WHAT YOU HAVE TO DO:
Restate the entries below exactly. Images are not part of the copy.

Natural language region descriptions:
-=-=-=-=-

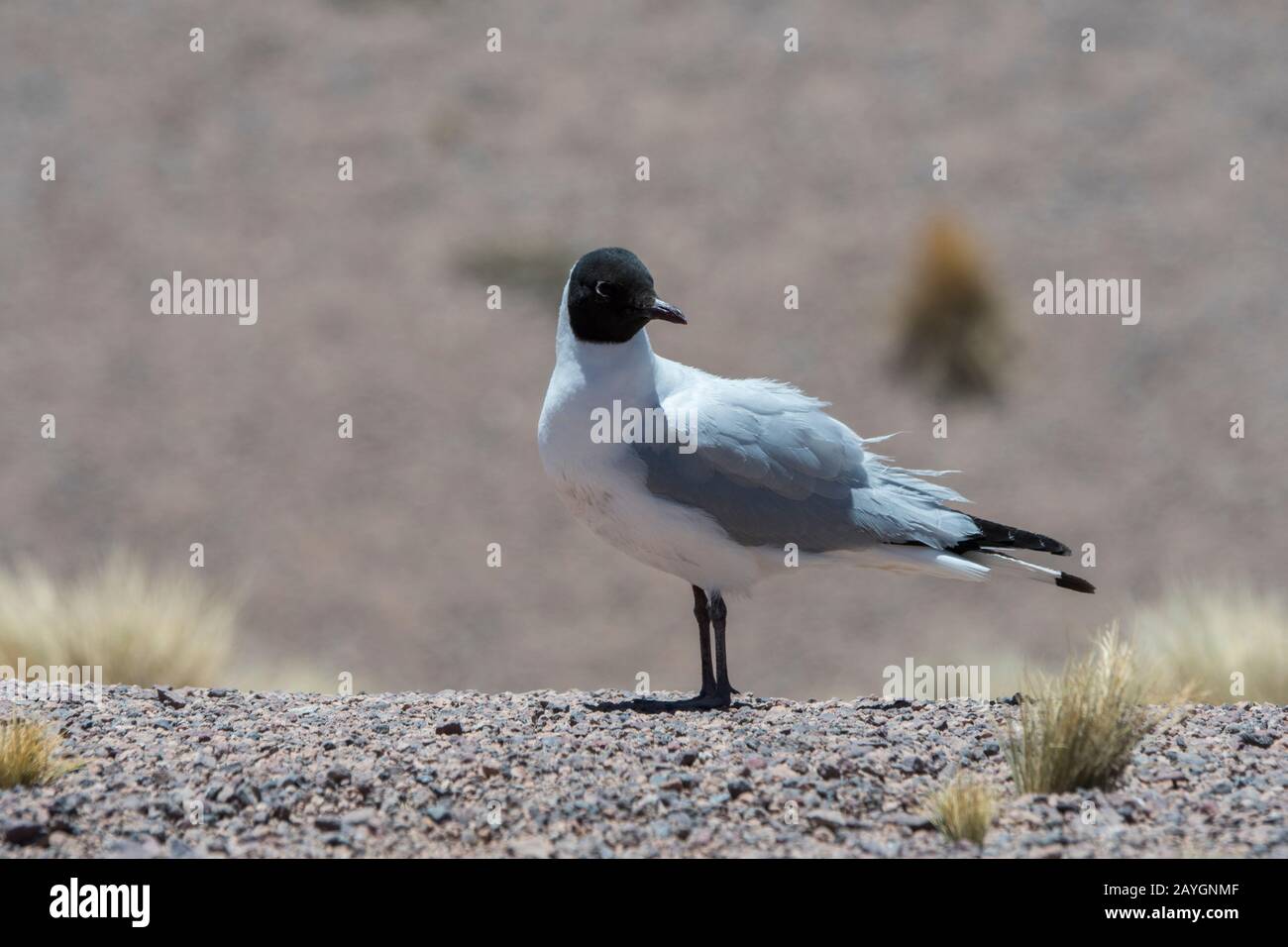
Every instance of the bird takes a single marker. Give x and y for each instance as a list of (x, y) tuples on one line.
[(719, 480)]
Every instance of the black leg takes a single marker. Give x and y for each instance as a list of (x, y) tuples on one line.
[(715, 686), (703, 616), (717, 618)]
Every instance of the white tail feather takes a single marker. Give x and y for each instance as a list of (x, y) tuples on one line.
[(1017, 567)]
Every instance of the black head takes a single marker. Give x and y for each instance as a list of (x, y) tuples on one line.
[(610, 296)]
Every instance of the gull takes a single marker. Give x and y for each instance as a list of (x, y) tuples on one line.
[(745, 474)]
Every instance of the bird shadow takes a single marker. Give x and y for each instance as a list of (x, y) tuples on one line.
[(643, 705)]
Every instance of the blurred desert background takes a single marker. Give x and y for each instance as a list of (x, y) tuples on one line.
[(767, 169)]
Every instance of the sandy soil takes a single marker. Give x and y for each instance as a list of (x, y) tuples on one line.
[(768, 169), (184, 774)]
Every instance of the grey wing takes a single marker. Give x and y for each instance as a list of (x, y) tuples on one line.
[(772, 468)]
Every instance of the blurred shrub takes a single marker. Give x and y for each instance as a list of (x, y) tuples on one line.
[(1220, 644), (29, 754), (1078, 729), (141, 628), (964, 809), (953, 335)]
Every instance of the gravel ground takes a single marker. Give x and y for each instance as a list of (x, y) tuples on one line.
[(198, 772)]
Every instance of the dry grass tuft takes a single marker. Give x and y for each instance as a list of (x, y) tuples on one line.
[(29, 754), (142, 628), (1219, 644), (964, 809), (1078, 729), (953, 333)]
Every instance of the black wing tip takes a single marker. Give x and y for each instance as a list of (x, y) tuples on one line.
[(1001, 536), (1076, 583)]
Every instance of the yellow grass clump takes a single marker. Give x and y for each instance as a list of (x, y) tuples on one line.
[(1078, 729), (1219, 644), (141, 628), (964, 809), (29, 754)]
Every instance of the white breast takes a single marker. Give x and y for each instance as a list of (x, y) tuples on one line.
[(603, 484)]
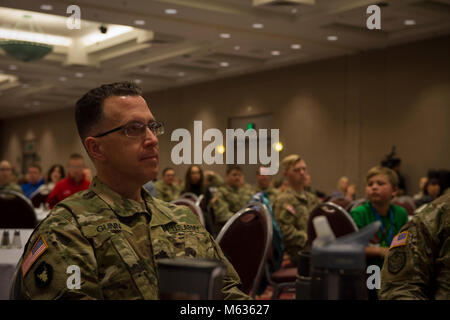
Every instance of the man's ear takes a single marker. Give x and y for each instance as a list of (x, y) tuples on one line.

-=-=-=-=-

WRITTEN REPLY:
Every instance of the bird takes a single marker. Give x and y for each instance as a list of (x, y) tuples on one line.
[(719, 480)]
Every instance of the black leg takes a single marker. Give x and y for each instance as a list of (x, y) tuples on one line.
[(715, 686), (703, 616), (717, 618)]
Every instance of the white tail feather takes a single marker. Give x and y for each instance as a list of (x, y) tuples on one line.
[(1017, 567)]
Every instance of the black head takes a single marker. Give x and y for each instance as a list of (x, y) tuples on one line.
[(610, 296)]
Every instance of the gull takes a single marker. Give x and y for each instance as a list of (x, y) tuples on one line.
[(745, 474)]
Every instance of the bird shadow takes a single marker. Give x and y for each instance as a list of (x, y) tuples on one line.
[(643, 705)]
Every instance of the blurred desert background takes a single marker. Give x and y for each instance as a list of (x, y) tuples on one line.
[(767, 169)]
Every instance of the sandy soil takes a single marker. Give x and y for each instance as a list of (x, y) tuples on one line.
[(768, 169), (184, 774)]
Every instance of the grey wing takes a single marker. Give x and y for each instance as a list of (x, y) tuples on one line.
[(772, 468)]
Every instance of the blurred shrub takes a single marker. Give x and y for each instance as a list of (x, y) tuples on one line.
[(1220, 644), (29, 754), (1078, 729), (141, 628), (964, 809), (953, 335)]
Every instance of the gravel ground takes a single marker. Give x and y for each instance as a list of (x, y) tuples on one line.
[(198, 772)]
Every instance of the dry grass tuft takes a single marker. Give x and y for each instance as a list of (x, y) tuples on one line.
[(29, 754), (142, 628), (1219, 644), (964, 809), (1078, 729), (953, 333)]
Every instance of the black wing tip takes a single marker. Give x and y for each instance as a list of (x, y) tuples on one line.
[(1001, 536), (1076, 583)]
Every instance of the yellow grass clump takes a single marker. Give x and y for each instance as a list of (x, y) tuples on one line.
[(1078, 729), (1219, 644), (141, 628), (964, 809), (29, 754)]
Every instance of the white breast takes a single marker. Give x and y for each instance as a list of (x, y) tuples on one line.
[(603, 484)]
Every instance of the man's ear takes a single marker. Give x and y for each instance as a list of (x, y) tuples on one line.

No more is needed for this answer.